(WRITTEN TASKS):
1) List every political party or committee that the excerpt on British political history names.
2) In the excerpt on British political history, condense the paragraph beginning "As a Marxist approach to British history" into a shorter version that keeps its main points.

(SUPPLIED TEXT):
There was Chartism; then nothing but craft conservatism until the new mass unionism of the 1880s. Even this did not trigger a working class political movement: the Labour Representation Committee emerged in 1900 not out of an offensive movement of the working class, but out of a defensive response of the trade unions to judicial attacks.

As a Marxist approach to British history, the Anderson-Nairn thesis is pretty dated and, frankly, fly-blown. As soon as the economic practices of the 17th to 19th ‘aristocracy’ were investigated in depth by historians, it became clear that this was a segment of a capitalist class - as should already have been apparent from the discussions of English history in volume I of Marx’s Capital. In The pristine culture of capitalism (1991), Ellen Meiksins Wood has turned the Anderson-Nairn thesis on its head. Far from the English political culture being imperfectly capitalist, it was the French post-revolutionary economy and culture which displayed pre-capitalist survivals.

Far from displaying gradual development and ‘historic compromise’, British political culture displays abrupt discontinuities across 1640-60 and across 1688-1714. Far from there being no inheritance of the revolutionary movement of the 1640s, the ideas, if not the names, of the Levellers and other interregnum radicals persisted in the radical movements of the 18th century; into Chartism; and beyond Chartism, into the early political culture of the Independent Labour Party and Labour Party. The Labour left has not been ideologically hobbled by discontinuity from the English revolutionary tradition, but, on the contrary, if anything by its continuity in the form of radical-christian ideas.

[Image outline annotation entries]
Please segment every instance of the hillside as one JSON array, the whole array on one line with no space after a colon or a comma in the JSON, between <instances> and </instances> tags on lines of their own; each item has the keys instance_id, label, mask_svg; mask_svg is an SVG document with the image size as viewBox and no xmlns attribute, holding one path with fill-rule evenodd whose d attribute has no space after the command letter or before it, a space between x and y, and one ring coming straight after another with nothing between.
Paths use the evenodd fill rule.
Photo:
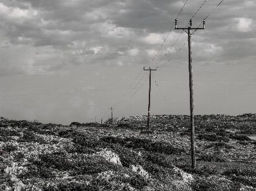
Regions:
<instances>
[{"instance_id":1,"label":"hillside","mask_svg":"<svg viewBox=\"0 0 256 191\"><path fill-rule=\"evenodd\" d=\"M256 142L247 136L198 129L192 169L186 129L146 134L128 122L124 128L1 118L0 190L256 190Z\"/></svg>"},{"instance_id":2,"label":"hillside","mask_svg":"<svg viewBox=\"0 0 256 191\"><path fill-rule=\"evenodd\" d=\"M131 116L113 118L113 126L128 124L130 126L145 128L148 116ZM153 115L150 116L150 126L153 129L185 128L189 128L190 116L186 115ZM104 124L111 126L111 119ZM244 114L237 116L229 115L195 115L196 127L201 129L219 128L252 130L249 134L256 134L256 114ZM250 131L249 131L250 132Z\"/></svg>"}]
</instances>

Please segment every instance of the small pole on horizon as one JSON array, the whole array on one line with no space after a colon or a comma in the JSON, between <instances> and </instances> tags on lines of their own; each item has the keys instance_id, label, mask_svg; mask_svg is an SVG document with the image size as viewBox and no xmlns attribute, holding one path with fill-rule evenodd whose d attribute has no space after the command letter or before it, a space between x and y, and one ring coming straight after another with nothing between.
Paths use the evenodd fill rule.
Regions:
<instances>
[{"instance_id":1,"label":"small pole on horizon","mask_svg":"<svg viewBox=\"0 0 256 191\"><path fill-rule=\"evenodd\" d=\"M192 54L191 54L191 29L204 29L205 28L205 20L203 20L202 28L192 28L192 19L189 20L190 26L187 28L177 28L177 19L175 19L175 29L187 29L188 43L189 43L189 92L190 92L190 112L191 112L191 167L194 169L196 167L196 158L194 151L194 100L193 100L193 82L192 79ZM194 33L194 31L193 32Z\"/></svg>"},{"instance_id":2,"label":"small pole on horizon","mask_svg":"<svg viewBox=\"0 0 256 191\"><path fill-rule=\"evenodd\" d=\"M157 69L146 69L145 67L143 68L144 70L149 70L149 90L148 91L148 130L149 130L149 111L150 111L150 91L151 88L151 70L157 70Z\"/></svg>"}]
</instances>

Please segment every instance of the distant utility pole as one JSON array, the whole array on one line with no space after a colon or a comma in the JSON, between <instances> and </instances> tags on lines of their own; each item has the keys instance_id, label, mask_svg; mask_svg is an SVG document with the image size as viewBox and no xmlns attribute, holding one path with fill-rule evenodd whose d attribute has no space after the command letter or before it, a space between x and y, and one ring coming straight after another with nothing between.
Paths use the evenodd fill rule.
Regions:
<instances>
[{"instance_id":1,"label":"distant utility pole","mask_svg":"<svg viewBox=\"0 0 256 191\"><path fill-rule=\"evenodd\" d=\"M149 130L149 111L150 111L150 91L151 88L151 70L157 70L157 69L146 69L145 67L143 68L144 70L149 70L149 90L148 93L148 130Z\"/></svg>"},{"instance_id":2,"label":"distant utility pole","mask_svg":"<svg viewBox=\"0 0 256 191\"><path fill-rule=\"evenodd\" d=\"M113 109L111 107L111 126L113 127Z\"/></svg>"},{"instance_id":3,"label":"distant utility pole","mask_svg":"<svg viewBox=\"0 0 256 191\"><path fill-rule=\"evenodd\" d=\"M192 28L192 19L190 20L190 27L187 28L177 28L177 19L175 19L175 29L187 29L189 42L189 91L190 91L190 114L191 114L191 160L192 168L196 166L196 158L194 151L194 101L193 101L193 81L192 79L192 57L191 57L191 30L204 29L205 28L205 20L203 20L202 28Z\"/></svg>"}]
</instances>

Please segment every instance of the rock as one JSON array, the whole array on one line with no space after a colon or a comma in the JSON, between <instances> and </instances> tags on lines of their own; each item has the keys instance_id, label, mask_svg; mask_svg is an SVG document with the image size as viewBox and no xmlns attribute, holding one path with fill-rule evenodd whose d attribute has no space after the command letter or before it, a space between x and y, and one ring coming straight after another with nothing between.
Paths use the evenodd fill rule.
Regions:
<instances>
[{"instance_id":1,"label":"rock","mask_svg":"<svg viewBox=\"0 0 256 191\"><path fill-rule=\"evenodd\" d=\"M182 169L177 168L176 167L173 168L173 170L175 171L175 173L177 175L178 175L180 177L181 177L183 179L183 181L190 182L194 180L194 178L192 176L192 174L185 172Z\"/></svg>"},{"instance_id":2,"label":"rock","mask_svg":"<svg viewBox=\"0 0 256 191\"><path fill-rule=\"evenodd\" d=\"M144 171L140 165L130 165L129 169L130 169L132 172L135 172L146 179L149 178L148 172Z\"/></svg>"},{"instance_id":3,"label":"rock","mask_svg":"<svg viewBox=\"0 0 256 191\"><path fill-rule=\"evenodd\" d=\"M122 165L118 155L112 151L107 150L107 149L103 149L103 150L97 152L96 155L103 157L107 161L114 162L119 165Z\"/></svg>"}]
</instances>

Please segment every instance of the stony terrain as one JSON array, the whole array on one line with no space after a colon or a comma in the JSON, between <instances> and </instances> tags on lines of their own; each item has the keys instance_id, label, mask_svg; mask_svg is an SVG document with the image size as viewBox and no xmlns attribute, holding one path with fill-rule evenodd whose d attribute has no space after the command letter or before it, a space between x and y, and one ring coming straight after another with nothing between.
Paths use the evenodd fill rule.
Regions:
<instances>
[{"instance_id":1,"label":"stony terrain","mask_svg":"<svg viewBox=\"0 0 256 191\"><path fill-rule=\"evenodd\" d=\"M221 127L196 130L191 169L189 132L178 125L1 119L0 190L256 190L256 141Z\"/></svg>"}]
</instances>

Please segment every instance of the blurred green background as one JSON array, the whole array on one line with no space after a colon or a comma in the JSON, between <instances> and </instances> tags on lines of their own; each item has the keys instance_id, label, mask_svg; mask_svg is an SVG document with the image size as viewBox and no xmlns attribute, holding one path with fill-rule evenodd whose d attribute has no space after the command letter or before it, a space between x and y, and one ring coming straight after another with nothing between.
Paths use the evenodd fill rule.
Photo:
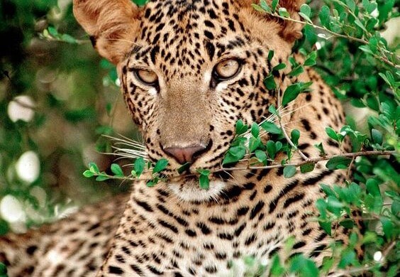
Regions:
<instances>
[{"instance_id":1,"label":"blurred green background","mask_svg":"<svg viewBox=\"0 0 400 277\"><path fill-rule=\"evenodd\" d=\"M111 151L101 134L135 135L115 68L93 50L72 0L1 0L0 17L1 234L127 190L82 172L115 159L99 154Z\"/></svg>"}]
</instances>

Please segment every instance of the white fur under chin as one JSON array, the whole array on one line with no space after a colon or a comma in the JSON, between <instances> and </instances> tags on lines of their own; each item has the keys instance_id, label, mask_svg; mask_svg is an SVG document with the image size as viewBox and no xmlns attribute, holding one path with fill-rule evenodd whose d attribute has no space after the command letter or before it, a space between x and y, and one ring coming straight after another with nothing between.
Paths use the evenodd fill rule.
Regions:
<instances>
[{"instance_id":1,"label":"white fur under chin","mask_svg":"<svg viewBox=\"0 0 400 277\"><path fill-rule=\"evenodd\" d=\"M216 200L219 196L226 184L222 181L210 181L210 188L204 190L199 186L199 181L189 180L181 187L181 183L170 183L170 188L182 201L207 202Z\"/></svg>"}]
</instances>

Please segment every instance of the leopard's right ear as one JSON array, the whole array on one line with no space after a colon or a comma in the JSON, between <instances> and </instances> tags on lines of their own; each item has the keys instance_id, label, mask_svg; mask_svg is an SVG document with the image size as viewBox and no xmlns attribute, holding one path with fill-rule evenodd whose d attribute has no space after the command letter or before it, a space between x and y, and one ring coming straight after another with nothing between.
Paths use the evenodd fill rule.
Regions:
<instances>
[{"instance_id":1,"label":"leopard's right ear","mask_svg":"<svg viewBox=\"0 0 400 277\"><path fill-rule=\"evenodd\" d=\"M130 0L74 0L74 15L99 53L118 64L132 48L140 9Z\"/></svg>"}]
</instances>

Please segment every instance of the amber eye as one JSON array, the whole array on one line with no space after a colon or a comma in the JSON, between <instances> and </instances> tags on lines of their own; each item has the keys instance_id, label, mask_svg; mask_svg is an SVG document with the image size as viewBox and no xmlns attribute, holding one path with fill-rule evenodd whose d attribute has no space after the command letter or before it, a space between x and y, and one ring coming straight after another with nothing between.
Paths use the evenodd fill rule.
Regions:
<instances>
[{"instance_id":1,"label":"amber eye","mask_svg":"<svg viewBox=\"0 0 400 277\"><path fill-rule=\"evenodd\" d=\"M148 85L154 85L158 80L158 77L155 72L145 70L137 70L135 71L136 77L140 82Z\"/></svg>"},{"instance_id":2,"label":"amber eye","mask_svg":"<svg viewBox=\"0 0 400 277\"><path fill-rule=\"evenodd\" d=\"M221 81L231 79L236 76L240 65L240 62L236 59L223 60L214 67L214 75Z\"/></svg>"}]
</instances>

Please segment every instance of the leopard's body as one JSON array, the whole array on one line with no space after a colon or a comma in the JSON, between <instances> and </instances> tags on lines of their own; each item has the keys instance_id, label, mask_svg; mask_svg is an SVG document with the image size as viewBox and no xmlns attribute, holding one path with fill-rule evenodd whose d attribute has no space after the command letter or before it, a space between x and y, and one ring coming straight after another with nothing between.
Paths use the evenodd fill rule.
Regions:
<instances>
[{"instance_id":1,"label":"leopard's body","mask_svg":"<svg viewBox=\"0 0 400 277\"><path fill-rule=\"evenodd\" d=\"M324 131L344 121L338 101L311 69L287 75L301 26L265 17L252 3L154 0L139 9L129 0L74 1L78 21L100 54L117 65L149 158L170 160L169 180L155 188L138 181L126 206L118 199L104 209L87 208L26 235L29 240L0 238L0 261L7 262L11 276L23 276L22 271L84 276L99 268L99 276L240 276L246 257L266 264L275 253L282 258L304 253L319 263L328 254L324 250L332 238L315 220L314 204L323 197L319 184L340 183L345 172L329 170L323 163L289 179L282 168L219 171L211 174L206 190L189 176L197 168L220 168L238 119L251 124L270 116L279 92L267 90L263 80L280 63L287 65L274 73L281 91L295 82L313 82L311 92L282 114L287 130L301 131L299 148L318 157L313 146L323 142L327 153L340 151ZM293 17L301 3L280 1ZM227 60L223 72L238 69L221 78L216 68ZM201 151L194 153L194 148ZM188 161L189 174L179 175L177 169ZM292 161L299 161L295 154ZM284 245L290 237L295 243L288 251Z\"/></svg>"}]
</instances>

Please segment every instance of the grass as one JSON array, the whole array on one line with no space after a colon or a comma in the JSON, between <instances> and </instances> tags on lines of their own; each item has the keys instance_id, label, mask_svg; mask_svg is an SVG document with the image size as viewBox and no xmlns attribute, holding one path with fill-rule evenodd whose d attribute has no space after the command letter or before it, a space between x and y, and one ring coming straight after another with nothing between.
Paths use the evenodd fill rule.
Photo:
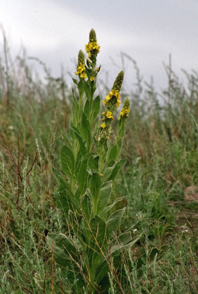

(ANSWERS GIVEN):
1)
- Labour Representation Committee
- Independent Labour Party
- Labour Party

2) The Anderson-Nairn thesis is a dated Marxist reading of British history. When historians studied the economic practices of the 17th- to 19th-century "aristocracy" closely, they found it was part of a capitalist class, which volume I of Marx's Capital had already suggested. In The pristine culture of capitalism (1991), Ellen Meiksins Wood turned the thesis on its head: English political culture was not imperfectly capitalist. Instead, it was France's post-revolutionary economy and culture that kept pre-capitalist survivals.